* **WHAT YOU ARE ASKED TO DO**
Only one stretch of the data below should be repeated: the lines from the line containing "Target: rock outcrop" through the line containing "Annotation guideline: for every instance of the gray", inclusive, exactly as they are.
##########
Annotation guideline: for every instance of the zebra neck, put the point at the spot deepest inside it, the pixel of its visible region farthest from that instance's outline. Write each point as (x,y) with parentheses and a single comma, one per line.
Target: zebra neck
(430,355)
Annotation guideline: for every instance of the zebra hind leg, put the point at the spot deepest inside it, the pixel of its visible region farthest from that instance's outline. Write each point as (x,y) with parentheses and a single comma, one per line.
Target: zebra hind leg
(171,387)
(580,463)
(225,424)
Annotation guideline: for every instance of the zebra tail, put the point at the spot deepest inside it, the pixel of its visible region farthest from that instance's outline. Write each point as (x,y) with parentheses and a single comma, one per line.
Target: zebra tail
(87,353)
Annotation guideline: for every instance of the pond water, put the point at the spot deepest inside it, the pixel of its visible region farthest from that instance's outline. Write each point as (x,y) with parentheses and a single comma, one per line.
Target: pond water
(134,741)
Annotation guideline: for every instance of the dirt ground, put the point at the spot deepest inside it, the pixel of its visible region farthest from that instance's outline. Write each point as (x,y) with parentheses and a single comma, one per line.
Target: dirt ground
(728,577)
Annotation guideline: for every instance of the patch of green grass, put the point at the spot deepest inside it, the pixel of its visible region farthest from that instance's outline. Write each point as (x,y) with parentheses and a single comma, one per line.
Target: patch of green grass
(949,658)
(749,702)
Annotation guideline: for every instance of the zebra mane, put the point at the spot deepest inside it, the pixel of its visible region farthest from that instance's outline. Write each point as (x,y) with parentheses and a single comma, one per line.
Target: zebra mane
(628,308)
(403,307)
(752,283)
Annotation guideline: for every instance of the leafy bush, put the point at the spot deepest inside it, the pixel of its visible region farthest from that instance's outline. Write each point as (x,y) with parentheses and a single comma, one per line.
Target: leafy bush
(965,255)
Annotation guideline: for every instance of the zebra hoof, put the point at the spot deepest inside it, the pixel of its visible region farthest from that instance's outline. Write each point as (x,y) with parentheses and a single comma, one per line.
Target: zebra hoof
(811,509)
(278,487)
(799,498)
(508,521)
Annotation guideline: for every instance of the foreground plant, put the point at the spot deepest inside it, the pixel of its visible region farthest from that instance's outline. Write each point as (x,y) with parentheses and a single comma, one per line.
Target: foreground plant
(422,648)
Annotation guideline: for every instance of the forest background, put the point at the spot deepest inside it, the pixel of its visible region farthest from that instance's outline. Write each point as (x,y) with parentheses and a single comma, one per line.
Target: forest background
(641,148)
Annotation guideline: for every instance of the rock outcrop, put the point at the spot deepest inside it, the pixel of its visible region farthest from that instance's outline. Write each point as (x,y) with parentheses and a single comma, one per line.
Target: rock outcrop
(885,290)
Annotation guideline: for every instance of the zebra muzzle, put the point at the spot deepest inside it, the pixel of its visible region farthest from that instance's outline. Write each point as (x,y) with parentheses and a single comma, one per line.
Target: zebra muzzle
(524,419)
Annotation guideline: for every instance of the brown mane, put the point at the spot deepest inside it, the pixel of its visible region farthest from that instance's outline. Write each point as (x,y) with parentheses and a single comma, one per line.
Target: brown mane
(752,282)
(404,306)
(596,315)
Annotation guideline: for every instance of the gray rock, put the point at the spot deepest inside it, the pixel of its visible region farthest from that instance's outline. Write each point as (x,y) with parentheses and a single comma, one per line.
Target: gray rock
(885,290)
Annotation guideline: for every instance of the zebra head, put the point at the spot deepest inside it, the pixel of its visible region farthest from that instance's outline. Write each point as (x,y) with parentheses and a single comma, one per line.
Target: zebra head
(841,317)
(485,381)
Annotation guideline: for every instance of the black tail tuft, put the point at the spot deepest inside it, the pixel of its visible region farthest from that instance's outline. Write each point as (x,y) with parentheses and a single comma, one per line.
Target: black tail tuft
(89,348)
##########
* **SOLUTION FOR THIS PROBLEM**
Target: rock outcrop
(885,290)
Annotation guideline: for every instance of the zebra muzzle, put the point at the spot deepest inside it, the pixel of its visible region farthest from that instance's outline. Write each point as (x,y) with parentheses and a single comma, one per line.
Target: zebra muzzle
(524,419)
Annotation guideline: for every instance of the brown mane, put the point at the spot deepest inside it, the pixel of its visible region farthest from that instance's outline. Write each point as (x,y) with parentheses and a single comma, one per line.
Target: brown mane
(752,282)
(404,306)
(596,315)
Annotation guideline: for every instance of the gray rock, put the point at the spot deepest inside it, the pixel of its visible region farthest from that instance's outline. Write each point as (x,y) with parentheses and a single comma, one per line.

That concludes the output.